--- Start GIVEN RECORDS ---

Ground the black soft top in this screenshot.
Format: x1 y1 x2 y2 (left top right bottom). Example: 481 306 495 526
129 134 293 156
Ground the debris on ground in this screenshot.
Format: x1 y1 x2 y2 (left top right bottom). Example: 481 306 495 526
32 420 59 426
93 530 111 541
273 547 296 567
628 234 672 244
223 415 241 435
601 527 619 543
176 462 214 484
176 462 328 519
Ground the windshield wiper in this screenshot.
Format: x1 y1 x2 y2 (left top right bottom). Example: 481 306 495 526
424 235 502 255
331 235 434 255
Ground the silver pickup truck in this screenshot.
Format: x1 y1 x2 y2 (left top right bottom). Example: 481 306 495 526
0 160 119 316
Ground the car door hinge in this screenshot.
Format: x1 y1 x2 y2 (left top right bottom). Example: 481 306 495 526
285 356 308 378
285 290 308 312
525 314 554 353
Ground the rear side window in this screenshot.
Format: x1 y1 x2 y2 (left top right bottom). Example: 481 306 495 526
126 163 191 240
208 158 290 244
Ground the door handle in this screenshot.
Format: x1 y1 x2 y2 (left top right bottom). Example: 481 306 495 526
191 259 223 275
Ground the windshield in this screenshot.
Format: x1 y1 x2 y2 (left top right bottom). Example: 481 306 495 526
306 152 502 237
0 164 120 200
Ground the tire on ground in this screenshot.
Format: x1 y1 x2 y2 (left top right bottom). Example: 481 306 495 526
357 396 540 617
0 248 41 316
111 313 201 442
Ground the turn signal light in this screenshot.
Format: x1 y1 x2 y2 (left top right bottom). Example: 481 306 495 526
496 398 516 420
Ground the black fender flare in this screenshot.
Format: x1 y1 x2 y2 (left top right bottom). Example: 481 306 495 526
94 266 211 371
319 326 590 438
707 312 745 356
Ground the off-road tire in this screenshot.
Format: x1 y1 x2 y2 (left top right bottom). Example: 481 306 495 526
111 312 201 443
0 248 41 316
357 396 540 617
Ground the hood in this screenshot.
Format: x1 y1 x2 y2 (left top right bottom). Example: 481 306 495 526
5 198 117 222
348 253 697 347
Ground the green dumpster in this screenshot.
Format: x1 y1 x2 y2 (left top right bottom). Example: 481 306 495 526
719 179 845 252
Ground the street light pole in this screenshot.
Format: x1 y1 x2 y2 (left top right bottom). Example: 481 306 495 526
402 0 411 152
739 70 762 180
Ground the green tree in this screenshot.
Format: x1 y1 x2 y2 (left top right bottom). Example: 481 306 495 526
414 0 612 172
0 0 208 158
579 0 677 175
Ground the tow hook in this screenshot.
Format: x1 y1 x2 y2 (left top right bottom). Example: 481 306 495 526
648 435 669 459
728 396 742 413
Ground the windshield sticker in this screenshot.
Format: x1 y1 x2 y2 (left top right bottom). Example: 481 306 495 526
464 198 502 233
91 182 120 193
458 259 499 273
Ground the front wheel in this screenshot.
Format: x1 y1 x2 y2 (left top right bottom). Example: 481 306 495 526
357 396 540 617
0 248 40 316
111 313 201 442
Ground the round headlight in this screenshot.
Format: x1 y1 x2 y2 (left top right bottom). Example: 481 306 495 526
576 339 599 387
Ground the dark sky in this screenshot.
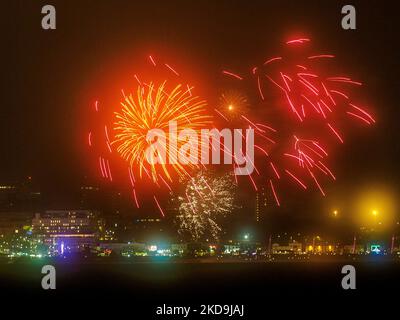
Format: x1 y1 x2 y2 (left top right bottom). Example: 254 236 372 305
0 0 400 225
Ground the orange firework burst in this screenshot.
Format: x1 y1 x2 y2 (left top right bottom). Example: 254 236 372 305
113 82 211 182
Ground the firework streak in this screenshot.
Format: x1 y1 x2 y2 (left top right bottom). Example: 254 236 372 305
85 38 375 225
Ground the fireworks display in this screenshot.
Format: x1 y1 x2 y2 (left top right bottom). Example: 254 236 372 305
216 38 375 206
215 90 249 121
113 82 210 182
176 171 235 240
87 38 375 222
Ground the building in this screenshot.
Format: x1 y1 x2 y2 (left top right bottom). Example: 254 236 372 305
272 241 303 254
32 210 102 254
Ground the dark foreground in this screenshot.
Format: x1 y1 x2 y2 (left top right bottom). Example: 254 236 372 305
0 259 400 319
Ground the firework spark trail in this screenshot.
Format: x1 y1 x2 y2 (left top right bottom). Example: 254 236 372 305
112 82 211 182
175 171 235 240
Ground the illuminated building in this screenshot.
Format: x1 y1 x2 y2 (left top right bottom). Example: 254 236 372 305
32 210 102 254
272 241 303 254
0 211 33 235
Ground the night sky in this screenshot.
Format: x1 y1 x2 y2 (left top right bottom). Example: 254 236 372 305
0 0 400 230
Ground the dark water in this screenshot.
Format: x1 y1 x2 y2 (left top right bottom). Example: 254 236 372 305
0 260 400 319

--- End GIVEN RECORDS ---

Convert the lines above into a JSON array of strings, one string per line and no blank lines, covering every line. Omit the pictures from the output.

[
  "Ground the black soft top in this screenshot.",
  "Format: x1 y1 x2 y2 (left top right bottom). Example: 481 306 495 526",
  "129 134 293 156",
  "Ground the debris on ground in this screenshot.",
  "Format: x1 y1 x2 y2 (left top right bottom). Example: 481 306 495 526",
  "32 420 59 426",
  "93 530 111 541",
  "273 547 296 567",
  "628 234 672 244",
  "223 415 241 435",
  "601 527 619 543",
  "176 462 214 484",
  "176 462 328 519",
  "Ground the windshield wiper in this screenshot.",
  "Format: x1 y1 x2 y2 (left top right bottom). Example: 481 306 495 526",
  "424 235 502 255",
  "331 235 434 255",
  "Ground the silver pickup truck in this screenshot.",
  "Format: x1 y1 x2 y2 (left top right bottom). Example: 481 306 495 526",
  "0 160 119 316",
  "Ground the car door hinge in this screenshot.",
  "Format: x1 y1 x2 y2 (left top right bottom). Example: 481 306 495 526",
  "285 356 308 378",
  "285 290 308 312",
  "525 314 554 353",
  "Ground the rear side window in this screenshot.",
  "Format: x1 y1 x2 y2 (left top right bottom). Example: 481 306 495 526",
  "126 163 191 240",
  "208 158 290 244",
  "Ground the door handle in this screenshot.",
  "Format: x1 y1 x2 y2 (left top right bottom). Example: 481 306 495 526",
  "191 259 223 275",
  "Ground the windshield in this screenshot.",
  "Format: x1 y1 x2 y2 (left top right bottom). Example: 481 306 495 526",
  "306 152 502 237",
  "0 164 120 200",
  "Ground the tire on ground in this screenshot.",
  "Format: x1 y1 x2 y2 (left top right bottom). Example: 481 306 495 526",
  "357 396 540 617",
  "0 248 41 316",
  "111 313 201 442",
  "Ground the turn signal light in this screenshot.",
  "Format: x1 y1 x2 y2 (left top right bottom). Example: 481 306 495 526",
  "496 398 516 420",
  "Ground the black fender flare in this screenshot.",
  "Format: x1 y1 x2 y2 (left top right bottom). Example: 481 306 495 526",
  "94 266 211 371",
  "319 326 590 438",
  "707 312 745 356",
  "Ground the off-road tire in this screenshot.",
  "Format: x1 y1 x2 y2 (left top right bottom). Example: 481 306 495 526",
  "111 312 201 443",
  "0 248 41 316",
  "357 396 540 617",
  "Ground the hood in this screenshot.",
  "Format: x1 y1 x2 y2 (left top right bottom). Example: 481 306 495 526",
  "5 198 117 222",
  "348 253 697 347",
  "Ground the green dumpster in this screenshot.",
  "Format: x1 y1 x2 y2 (left top right bottom). Example: 481 306 495 526",
  "719 179 845 252",
  "Ground the street light pole in this screenshot.",
  "Format: x1 y1 x2 y2 (left top right bottom). Example: 481 306 495 526",
  "402 0 411 152",
  "739 70 762 180",
  "Ground the green tree in this screenshot.",
  "Format: x1 y1 x2 y2 (left top right bottom). Example: 481 306 495 526",
  "414 0 612 172",
  "0 0 208 158",
  "579 0 677 175",
  "Ground the tow hook in this screenshot.",
  "Format: x1 y1 x2 y2 (left top right bottom). Example: 481 306 495 526",
  "648 435 669 459",
  "728 396 742 413",
  "Ground the windshield sticker in this screenshot.",
  "Format: x1 y1 x2 y2 (left top right bottom). Example: 481 306 495 526",
  "464 198 502 233",
  "91 182 120 193",
  "458 259 499 273",
  "Ground the front wheel in this screenshot.",
  "Format: x1 y1 x2 y2 (left top right bottom). Example: 481 306 495 526",
  "357 396 540 617",
  "0 248 40 316",
  "111 313 201 442",
  "Ground the round headlight in this screenshot.",
  "Format: x1 y1 x2 y2 (left top right bottom). Example: 481 306 495 526",
  "576 339 599 387",
  "Ground the dark sky in this screenshot.",
  "Format: x1 y1 x2 y2 (left top right bottom). Example: 254 236 372 305",
  "0 0 400 225",
  "Ground the orange firework burst in this screenshot.",
  "Format: x1 y1 x2 y2 (left top right bottom). Example: 254 236 372 305",
  "113 82 211 182",
  "Ground the firework streak in this screenshot.",
  "Format: x1 y1 x2 y2 (left top right bottom). Example: 254 236 372 305",
  "85 38 375 225",
  "Ground the fireworks display in this screenshot.",
  "Format: x1 y1 x2 y2 (left top right bottom). Example: 254 236 372 305",
  "216 38 375 206",
  "215 90 249 121",
  "113 82 210 182",
  "176 171 235 240",
  "87 38 375 222",
  "Ground the building in this screenshot.",
  "Format: x1 y1 x2 y2 (left top right bottom). Example: 254 236 372 305",
  "272 241 303 254",
  "32 210 102 254",
  "Ground the dark foreground in this screenshot.",
  "Format: x1 y1 x2 y2 (left top right bottom). Example: 254 236 372 305",
  "0 259 400 319",
  "Ground the firework spark trail in this screenshot.",
  "Format: x1 y1 x2 y2 (left top right bottom). Example: 254 236 372 305",
  "112 82 211 182",
  "175 171 235 240",
  "Ground the illuminated building in this screenshot.",
  "Format: x1 y1 x2 y2 (left top right bottom). Example: 254 236 372 305",
  "32 210 102 254",
  "272 241 303 254",
  "0 211 33 235",
  "Ground the night sky in this screenshot.",
  "Format: x1 y1 x2 y2 (left top right bottom). Example: 254 236 372 305",
  "0 0 400 230",
  "Ground the dark water in this screenshot.",
  "Format: x1 y1 x2 y2 (left top right bottom). Example: 254 236 372 305",
  "0 260 400 319"
]